Task A: From the adenovirus interview, pull out the passage starting with "Dr. Price: The" and going on through "can't occur properly?", copying it word for word.
Task B: In the adenovirus interview, which journal published the second study?
Task C: Carry on the adenovirus interview past its last sentence.

Text under study:
=======

Tell us about your second study.
Dr. Price: The second angle, which was recently published as a breakthrough article at Nucleic Acids Research, was asking the flip side of the same question. This virus needs RNA processing to be efficient to make this vast amount information from a small amount of space. But what happens if that RNA processing is inefficient or can't occur properly?
It was always thought that during infection, DNA viruses make something called double-stranded RNA and therefore would be sensed by the cell’s immune system. We really challenged this dogma. We used imaging by microscopy with two independent monoclonal antibodies to establish whether adenovirus produces double-stranded RNA and found no detectable double-stranded RNA at all. This was due to the fact that adenovirus was able to splice its RNA very efficiently. We were able to perturb this in a number of ways, either by directly acting on the virus’ ability to splice or by using mutant viruses that are very poor at splicing. And when this happens, they now produced an abundant amount of this double-stranded RNA, and these RNAs were in the nucleus as opposed to the cytoplasm as we would have expected. And then we saw the immune system now acting against this molecule in the nucleus. So this really changed the idea of when and where the innate immune system would be able to detect a DNA virus, and also introduced an entirely new mechanism by which adenovirus might be able to avoid detection from the immune system in the first place.

=======

Collected data:
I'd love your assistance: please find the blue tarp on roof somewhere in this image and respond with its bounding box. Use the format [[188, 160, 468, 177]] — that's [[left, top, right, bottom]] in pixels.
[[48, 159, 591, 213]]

=======

Response area A:
Dr. Price: The second angle, which was recently published as a breakthrough article at Nucleic Acids Research, was asking the flip side of the same question. This virus needs RNA processing to be efficient to make this vast amount information from a small amount of space. But what happens if that RNA processing is inefficient or can't occur properly?

Response area B: Nucleic Acids Research, as a breakthrough article.

Response area C:
What excites you the most about this line of research?
Dr. Price: In general, I've always thought viruses are great tools for teaching us about the cell. And most of this was because at the beginning of this era of molecular biology, viruses were genetically amenable and they worked really well. They took over cellular processes. So we were able to study the cell by using the virus. But when we really look with the closer lens, we 're finding out that the virus has to overcome hurdles that a typical cellular gene expression program doesn't have to face. And basically anything that a virus does that's different than what a human does is how a human can tell that it's infected by a virus. And so I think this really opened up a whole new area of where to look for differences in viruses and how a human cell might be able to detect something that's very minuscule and different.
These studies also allow us to ask very broad questions about other human diseases. It’s known that when some of these RNA processing pathways go awry in a human, even absent of a virus, can lead to double-stranded RNA production. These errors make the cell think it is infected by a virus and can lead to autoimmune diseases, as well as being dysregulated in some cancers. And so we think that this virus might be shedding a light on a way of which the cell surveys its own nucleus to prevent very different diseases. So I think that’s my most exciting future direction.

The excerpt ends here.